[begin ITEMS]

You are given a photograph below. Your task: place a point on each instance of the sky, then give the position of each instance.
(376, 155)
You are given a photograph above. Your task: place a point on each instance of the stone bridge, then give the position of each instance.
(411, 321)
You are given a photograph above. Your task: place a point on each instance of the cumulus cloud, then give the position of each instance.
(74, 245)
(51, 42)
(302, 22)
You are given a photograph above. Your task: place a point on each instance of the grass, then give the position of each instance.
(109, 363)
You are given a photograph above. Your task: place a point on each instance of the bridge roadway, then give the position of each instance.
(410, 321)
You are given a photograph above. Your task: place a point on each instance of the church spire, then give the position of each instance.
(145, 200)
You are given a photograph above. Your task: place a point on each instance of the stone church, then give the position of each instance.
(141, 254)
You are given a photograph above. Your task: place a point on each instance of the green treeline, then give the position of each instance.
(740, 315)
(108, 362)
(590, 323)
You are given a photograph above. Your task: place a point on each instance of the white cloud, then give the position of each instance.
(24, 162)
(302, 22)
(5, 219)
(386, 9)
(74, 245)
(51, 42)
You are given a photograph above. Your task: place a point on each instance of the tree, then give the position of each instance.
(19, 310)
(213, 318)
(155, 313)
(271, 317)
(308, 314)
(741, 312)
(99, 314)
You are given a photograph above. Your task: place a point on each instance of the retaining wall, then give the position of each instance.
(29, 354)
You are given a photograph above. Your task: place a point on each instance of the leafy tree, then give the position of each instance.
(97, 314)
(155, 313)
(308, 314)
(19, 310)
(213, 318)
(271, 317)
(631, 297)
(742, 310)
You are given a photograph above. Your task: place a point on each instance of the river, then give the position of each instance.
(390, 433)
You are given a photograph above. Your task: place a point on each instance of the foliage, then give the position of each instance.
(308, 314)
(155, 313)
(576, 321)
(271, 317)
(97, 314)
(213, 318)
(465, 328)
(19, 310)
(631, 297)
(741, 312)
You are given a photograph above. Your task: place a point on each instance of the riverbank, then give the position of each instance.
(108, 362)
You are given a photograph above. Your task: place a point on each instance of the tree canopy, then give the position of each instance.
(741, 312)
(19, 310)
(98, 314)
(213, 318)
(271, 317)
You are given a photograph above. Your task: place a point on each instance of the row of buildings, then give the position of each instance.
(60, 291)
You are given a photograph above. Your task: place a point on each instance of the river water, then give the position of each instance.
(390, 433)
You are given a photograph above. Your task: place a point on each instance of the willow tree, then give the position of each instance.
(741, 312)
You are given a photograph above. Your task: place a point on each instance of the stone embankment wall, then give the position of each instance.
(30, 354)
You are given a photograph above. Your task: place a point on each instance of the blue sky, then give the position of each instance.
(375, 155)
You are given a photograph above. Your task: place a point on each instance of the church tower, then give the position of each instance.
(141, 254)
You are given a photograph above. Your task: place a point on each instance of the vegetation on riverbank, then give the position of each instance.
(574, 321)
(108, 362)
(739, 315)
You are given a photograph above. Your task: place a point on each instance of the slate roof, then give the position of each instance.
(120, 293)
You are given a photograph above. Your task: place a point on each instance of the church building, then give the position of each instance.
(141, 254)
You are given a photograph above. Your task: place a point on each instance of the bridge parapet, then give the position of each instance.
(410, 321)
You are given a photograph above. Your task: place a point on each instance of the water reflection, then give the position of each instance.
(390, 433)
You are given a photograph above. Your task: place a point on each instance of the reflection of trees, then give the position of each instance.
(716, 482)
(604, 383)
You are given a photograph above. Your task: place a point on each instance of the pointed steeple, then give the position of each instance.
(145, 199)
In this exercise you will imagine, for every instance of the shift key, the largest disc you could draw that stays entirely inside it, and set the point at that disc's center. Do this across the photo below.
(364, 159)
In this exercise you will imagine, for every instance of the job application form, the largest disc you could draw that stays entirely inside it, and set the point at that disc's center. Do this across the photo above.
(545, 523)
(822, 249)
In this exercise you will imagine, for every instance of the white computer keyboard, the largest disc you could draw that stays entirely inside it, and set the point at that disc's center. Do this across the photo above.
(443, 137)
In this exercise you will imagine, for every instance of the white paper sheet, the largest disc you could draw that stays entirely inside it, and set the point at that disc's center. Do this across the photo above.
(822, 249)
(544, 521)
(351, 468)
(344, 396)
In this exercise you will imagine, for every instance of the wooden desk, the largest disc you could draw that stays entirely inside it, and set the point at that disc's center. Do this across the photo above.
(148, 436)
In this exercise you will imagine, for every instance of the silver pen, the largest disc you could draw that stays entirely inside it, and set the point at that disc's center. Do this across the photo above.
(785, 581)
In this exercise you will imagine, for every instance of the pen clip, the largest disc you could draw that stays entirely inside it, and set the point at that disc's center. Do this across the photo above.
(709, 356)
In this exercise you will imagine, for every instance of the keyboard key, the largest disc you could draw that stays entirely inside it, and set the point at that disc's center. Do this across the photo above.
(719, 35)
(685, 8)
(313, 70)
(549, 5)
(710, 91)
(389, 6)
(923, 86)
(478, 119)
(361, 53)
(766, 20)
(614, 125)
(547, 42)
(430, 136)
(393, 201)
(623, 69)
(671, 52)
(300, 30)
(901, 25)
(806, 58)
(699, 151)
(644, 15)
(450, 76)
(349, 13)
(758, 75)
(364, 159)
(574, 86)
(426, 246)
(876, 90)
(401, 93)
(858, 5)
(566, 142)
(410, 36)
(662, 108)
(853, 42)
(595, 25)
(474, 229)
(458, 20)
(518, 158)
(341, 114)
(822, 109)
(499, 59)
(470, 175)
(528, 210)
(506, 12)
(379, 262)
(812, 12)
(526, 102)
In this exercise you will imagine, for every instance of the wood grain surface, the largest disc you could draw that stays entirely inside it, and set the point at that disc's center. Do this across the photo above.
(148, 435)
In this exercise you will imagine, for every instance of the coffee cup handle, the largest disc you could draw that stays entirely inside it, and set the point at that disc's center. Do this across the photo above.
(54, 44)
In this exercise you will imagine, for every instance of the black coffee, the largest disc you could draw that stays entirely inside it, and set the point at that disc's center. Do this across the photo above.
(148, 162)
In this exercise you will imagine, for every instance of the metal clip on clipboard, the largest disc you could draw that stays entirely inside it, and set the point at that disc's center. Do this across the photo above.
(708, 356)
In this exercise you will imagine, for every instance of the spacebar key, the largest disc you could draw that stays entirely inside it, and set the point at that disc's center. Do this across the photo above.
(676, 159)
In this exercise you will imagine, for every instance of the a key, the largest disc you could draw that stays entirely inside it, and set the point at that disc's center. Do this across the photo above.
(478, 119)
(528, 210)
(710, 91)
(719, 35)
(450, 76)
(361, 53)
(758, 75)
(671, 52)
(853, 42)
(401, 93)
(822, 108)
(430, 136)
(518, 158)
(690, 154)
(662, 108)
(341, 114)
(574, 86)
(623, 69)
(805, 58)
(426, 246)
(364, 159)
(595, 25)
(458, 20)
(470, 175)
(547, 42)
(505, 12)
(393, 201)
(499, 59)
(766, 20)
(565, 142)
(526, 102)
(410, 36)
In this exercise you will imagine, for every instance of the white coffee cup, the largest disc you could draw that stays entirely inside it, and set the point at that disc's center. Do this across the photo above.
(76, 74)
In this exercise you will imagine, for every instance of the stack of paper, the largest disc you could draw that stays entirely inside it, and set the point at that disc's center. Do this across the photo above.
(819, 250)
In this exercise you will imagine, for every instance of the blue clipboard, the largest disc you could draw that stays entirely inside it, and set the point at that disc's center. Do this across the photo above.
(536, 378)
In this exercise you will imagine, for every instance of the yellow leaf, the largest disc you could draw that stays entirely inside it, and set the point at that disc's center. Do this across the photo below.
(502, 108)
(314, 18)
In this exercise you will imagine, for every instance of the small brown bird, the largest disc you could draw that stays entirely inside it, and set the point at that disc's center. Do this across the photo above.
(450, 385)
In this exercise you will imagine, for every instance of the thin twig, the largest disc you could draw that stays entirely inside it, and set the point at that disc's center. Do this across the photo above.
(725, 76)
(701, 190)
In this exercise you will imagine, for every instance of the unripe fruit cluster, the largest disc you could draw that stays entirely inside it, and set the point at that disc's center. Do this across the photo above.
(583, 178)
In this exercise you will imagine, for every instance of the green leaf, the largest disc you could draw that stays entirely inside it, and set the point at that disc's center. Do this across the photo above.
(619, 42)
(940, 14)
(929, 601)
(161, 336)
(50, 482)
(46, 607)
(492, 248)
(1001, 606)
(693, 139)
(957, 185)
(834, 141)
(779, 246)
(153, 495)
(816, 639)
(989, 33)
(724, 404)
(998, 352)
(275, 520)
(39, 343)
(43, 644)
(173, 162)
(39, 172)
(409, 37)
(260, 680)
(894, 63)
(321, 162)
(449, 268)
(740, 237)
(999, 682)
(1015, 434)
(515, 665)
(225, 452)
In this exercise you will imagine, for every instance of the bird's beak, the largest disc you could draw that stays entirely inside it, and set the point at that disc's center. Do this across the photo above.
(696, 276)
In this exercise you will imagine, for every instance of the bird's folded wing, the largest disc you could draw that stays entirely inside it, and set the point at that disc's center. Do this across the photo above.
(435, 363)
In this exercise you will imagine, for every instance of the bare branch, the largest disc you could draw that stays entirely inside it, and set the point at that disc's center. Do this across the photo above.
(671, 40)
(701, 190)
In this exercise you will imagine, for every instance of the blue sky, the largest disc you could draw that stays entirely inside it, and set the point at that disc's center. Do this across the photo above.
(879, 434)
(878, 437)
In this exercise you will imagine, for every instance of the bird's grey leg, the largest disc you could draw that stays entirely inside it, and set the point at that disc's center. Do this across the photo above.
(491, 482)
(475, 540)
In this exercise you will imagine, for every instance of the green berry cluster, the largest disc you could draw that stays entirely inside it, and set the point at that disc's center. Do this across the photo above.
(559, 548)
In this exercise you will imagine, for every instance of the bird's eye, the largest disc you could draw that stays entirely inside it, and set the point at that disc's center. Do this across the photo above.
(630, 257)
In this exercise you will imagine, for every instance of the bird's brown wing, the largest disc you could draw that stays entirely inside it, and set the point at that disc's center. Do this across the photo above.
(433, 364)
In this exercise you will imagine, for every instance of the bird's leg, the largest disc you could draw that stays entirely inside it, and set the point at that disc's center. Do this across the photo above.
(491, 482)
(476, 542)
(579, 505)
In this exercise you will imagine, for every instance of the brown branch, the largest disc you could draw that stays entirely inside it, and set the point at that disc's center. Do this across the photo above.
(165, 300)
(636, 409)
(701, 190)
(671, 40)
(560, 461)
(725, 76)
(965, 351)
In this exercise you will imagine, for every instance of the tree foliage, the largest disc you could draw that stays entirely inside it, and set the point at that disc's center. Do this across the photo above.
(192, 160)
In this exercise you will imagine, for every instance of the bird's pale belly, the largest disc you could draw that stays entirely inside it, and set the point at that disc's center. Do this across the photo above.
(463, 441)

[end ITEMS]

→ YOUR INSTRUCTIONS: Please put everything from the line containing "the bird's pale" down to the end of the records into a Markdown table with the columns Row and Line. Number each row and leave out any blank lines.

→ TASK OUTPUT:
| Row | Line |
|---|---|
| 1 | In this exercise you will imagine, for every instance of the bird's pale belly, the largest disc you could draw that stays entirely inside it, and set the point at that disc's center. Do this across the photo above. |
| 2 | (463, 441) |